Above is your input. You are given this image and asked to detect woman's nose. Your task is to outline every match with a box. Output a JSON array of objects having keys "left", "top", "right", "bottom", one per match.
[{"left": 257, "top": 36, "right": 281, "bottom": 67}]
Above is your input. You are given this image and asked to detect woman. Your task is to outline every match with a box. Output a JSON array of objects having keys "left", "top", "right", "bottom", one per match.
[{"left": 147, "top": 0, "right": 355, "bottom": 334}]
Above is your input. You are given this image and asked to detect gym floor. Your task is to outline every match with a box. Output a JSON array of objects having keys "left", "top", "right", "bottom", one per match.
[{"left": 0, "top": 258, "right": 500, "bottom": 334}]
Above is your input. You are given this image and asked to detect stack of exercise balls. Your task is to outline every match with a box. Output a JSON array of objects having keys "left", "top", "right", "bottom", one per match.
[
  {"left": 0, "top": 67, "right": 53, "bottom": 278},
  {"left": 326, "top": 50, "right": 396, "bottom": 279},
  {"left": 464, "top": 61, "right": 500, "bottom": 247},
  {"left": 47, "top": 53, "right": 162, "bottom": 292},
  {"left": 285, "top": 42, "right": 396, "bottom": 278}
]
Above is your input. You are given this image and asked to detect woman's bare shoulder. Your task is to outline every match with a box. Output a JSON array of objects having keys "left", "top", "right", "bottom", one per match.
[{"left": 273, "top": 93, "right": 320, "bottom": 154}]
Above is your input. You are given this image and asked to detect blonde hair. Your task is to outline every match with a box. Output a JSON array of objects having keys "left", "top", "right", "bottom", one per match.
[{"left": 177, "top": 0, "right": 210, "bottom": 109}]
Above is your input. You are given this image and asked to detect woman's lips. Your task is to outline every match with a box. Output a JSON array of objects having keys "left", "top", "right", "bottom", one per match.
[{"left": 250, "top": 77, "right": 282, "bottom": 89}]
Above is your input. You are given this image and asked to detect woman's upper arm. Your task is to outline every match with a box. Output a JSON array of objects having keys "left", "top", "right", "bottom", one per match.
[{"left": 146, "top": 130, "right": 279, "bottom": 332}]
• • • • •
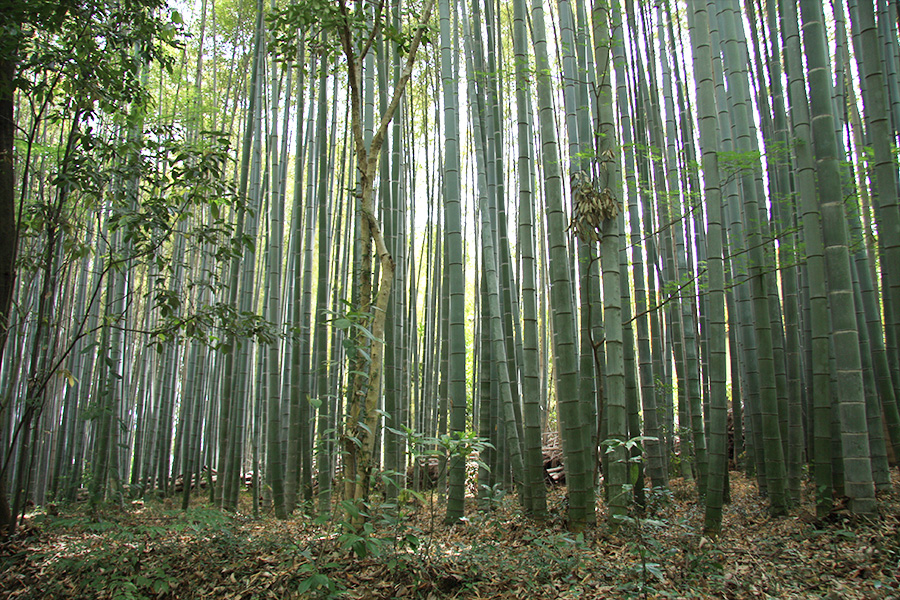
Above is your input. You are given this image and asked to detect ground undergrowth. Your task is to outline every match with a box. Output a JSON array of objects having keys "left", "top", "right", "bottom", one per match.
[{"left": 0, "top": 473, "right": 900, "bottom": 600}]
• • • • •
REQUIREMENTS: Please extract each of the lines above that contains the string "lips", copying them in full.

FINISHED ANSWER:
Above is your input. You are given this image and asked to detect woman's lips. Your task is to outline every match with a box. Output a JSON array of objects having keys "left", "top", "right", "bottom", one per match.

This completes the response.